> Work to complete: Rewrite every line of the listing below, replacing "Mark each instance" with "Indicate each occurrence" and leaving everything else unchanged.

> Material provided:

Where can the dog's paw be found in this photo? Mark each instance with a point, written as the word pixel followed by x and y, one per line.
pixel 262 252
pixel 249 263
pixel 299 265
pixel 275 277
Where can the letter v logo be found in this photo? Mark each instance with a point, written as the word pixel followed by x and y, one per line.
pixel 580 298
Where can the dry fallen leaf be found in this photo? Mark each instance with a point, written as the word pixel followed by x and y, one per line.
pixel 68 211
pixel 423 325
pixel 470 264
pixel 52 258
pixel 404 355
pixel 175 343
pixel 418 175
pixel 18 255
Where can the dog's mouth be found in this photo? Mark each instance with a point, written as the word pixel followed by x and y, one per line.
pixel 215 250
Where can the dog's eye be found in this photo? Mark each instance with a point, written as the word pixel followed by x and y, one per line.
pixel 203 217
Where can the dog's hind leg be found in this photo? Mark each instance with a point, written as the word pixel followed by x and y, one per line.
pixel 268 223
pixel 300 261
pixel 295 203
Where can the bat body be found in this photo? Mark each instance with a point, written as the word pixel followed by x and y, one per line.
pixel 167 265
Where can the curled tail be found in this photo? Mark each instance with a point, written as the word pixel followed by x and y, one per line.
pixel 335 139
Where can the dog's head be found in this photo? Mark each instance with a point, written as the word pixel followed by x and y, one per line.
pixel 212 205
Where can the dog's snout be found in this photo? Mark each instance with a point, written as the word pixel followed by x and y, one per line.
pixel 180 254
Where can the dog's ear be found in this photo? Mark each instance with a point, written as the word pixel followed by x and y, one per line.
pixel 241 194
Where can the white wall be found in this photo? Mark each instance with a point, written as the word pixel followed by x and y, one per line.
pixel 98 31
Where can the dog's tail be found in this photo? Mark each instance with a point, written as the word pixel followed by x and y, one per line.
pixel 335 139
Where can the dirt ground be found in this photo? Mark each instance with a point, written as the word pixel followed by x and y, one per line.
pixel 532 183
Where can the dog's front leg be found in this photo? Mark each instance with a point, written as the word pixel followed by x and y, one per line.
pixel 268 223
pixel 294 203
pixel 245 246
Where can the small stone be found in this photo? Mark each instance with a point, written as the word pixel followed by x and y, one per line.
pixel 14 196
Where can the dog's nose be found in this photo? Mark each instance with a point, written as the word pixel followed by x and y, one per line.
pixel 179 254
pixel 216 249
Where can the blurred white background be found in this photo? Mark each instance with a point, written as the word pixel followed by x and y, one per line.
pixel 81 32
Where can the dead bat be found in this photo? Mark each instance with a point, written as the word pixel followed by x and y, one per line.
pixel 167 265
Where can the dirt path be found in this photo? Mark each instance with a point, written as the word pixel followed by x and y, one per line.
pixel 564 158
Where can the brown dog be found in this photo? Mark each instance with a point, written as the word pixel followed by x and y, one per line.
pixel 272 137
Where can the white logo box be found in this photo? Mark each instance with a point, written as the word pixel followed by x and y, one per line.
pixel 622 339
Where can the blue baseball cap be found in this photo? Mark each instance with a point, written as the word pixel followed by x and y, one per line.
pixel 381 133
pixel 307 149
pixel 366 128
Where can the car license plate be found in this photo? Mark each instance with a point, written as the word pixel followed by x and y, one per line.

> Result below:
Where can the dog's paw be found in this photo? Indicate each occurrence with a point, written as the word pixel followed by x and y, one per line.
pixel 262 252
pixel 249 263
pixel 299 265
pixel 275 277
Where can the letter v logo be found in this photo? Indicate each occurrence with a point, written as the word pixel followed by x and y, one per line.
pixel 580 298
Where can the dry fallen leaf be found in this photo? Indicate each occurrence with a point, written as the word pixel followed by x and y, one per line.
pixel 68 211
pixel 423 325
pixel 470 264
pixel 52 258
pixel 404 355
pixel 175 343
pixel 418 175
pixel 18 255
Where can the dog's mouth be found in this photo? Indicate each occurrence with a point, written as the word pixel followed by x and y, one per line.
pixel 215 250
Where can the dog's eye be found in this photo? Indicate each occurrence with a point, written as the word pixel followed by x and y, one per line.
pixel 203 217
Where can the dog's hind leg be found in this photo? Indicate each occurrence with a point, written as the word pixel followed by x and y, one per line.
pixel 268 223
pixel 300 261
pixel 295 203
Where can the bat body be found in this photo? Indicate each occurrence with a point, written as the word pixel followed by x and y, one per line.
pixel 167 265
Where can the curled tail be found in this photo? Indicate each occurrence with a point, written as the word pixel followed by x and y, one per line.
pixel 335 139
Where can the dog's head be found in this photo? Indicate each occurrence with a point, written as the word pixel followed by x and y, one per line.
pixel 212 205
Where can the dog's snout be found in this photo? Indicate each occurrence with a point, written as the word pixel followed by x and y, one per line.
pixel 180 254
Where can the dog's ear be found in this photo? Indicate each occurrence with a point, written as the word pixel followed by x and y, one per line.
pixel 241 194
Where can the white wall be found in this photo? Indicate each occurrence with a point, written as the word pixel followed by x and y, one per line.
pixel 98 31
Where can the dog's tail be found in this photo? Indicate each occurrence with a point, written as the word pixel followed by x and y, one per line.
pixel 335 139
Where can the dirt ground be found in this photo? Indicate each occurrence with a point, written as the word pixel followed by x and y, one per line.
pixel 532 183
Where can the dog's front leg be found in this photo? Indicate each occurrence with a point, written as the word pixel followed by x and y, one per line.
pixel 268 223
pixel 294 203
pixel 245 246
Where can the small stone be found in this photo? Indicate each occurrence with a point, written as the word pixel followed by x and y, one per line.
pixel 14 196
Where can the dog's nose be found in this photo? Indicate each occurrence with a point, written as the word pixel followed by x and y, one per line.
pixel 179 254
pixel 216 249
Where can the blurred white background be found in this photo? Indicate each occurrence with a point, written as the word pixel followed by x and y, one per line.
pixel 81 32
Where can the dead bat be found in this photo? Indicate each occurrence with a point, written as the word pixel followed by x and y, one per line.
pixel 167 265
Where can the dirt path be found in this photo? Indicate each occurrence with a point, written as the word pixel followed by x and y, one per line.
pixel 564 158
Where can the brown dog be found in this photo? Indicate each occurrence with a point, written as the word pixel followed by x and y, one per line.
pixel 272 137
Where can the white logo box be found in this photo? Indicate each occurrence with a point, written as the word pixel followed by x and y, one per line.
pixel 622 339
Where can the blue baseball cap be found in this photo? Indicate each occurrence with a point, written as the word pixel followed by x and y, one per line.
pixel 381 133
pixel 307 149
pixel 366 128
Where can the car license plate be found in this photo? Indicate each occurrence with a point, written as the word pixel followed by x and y, one per line.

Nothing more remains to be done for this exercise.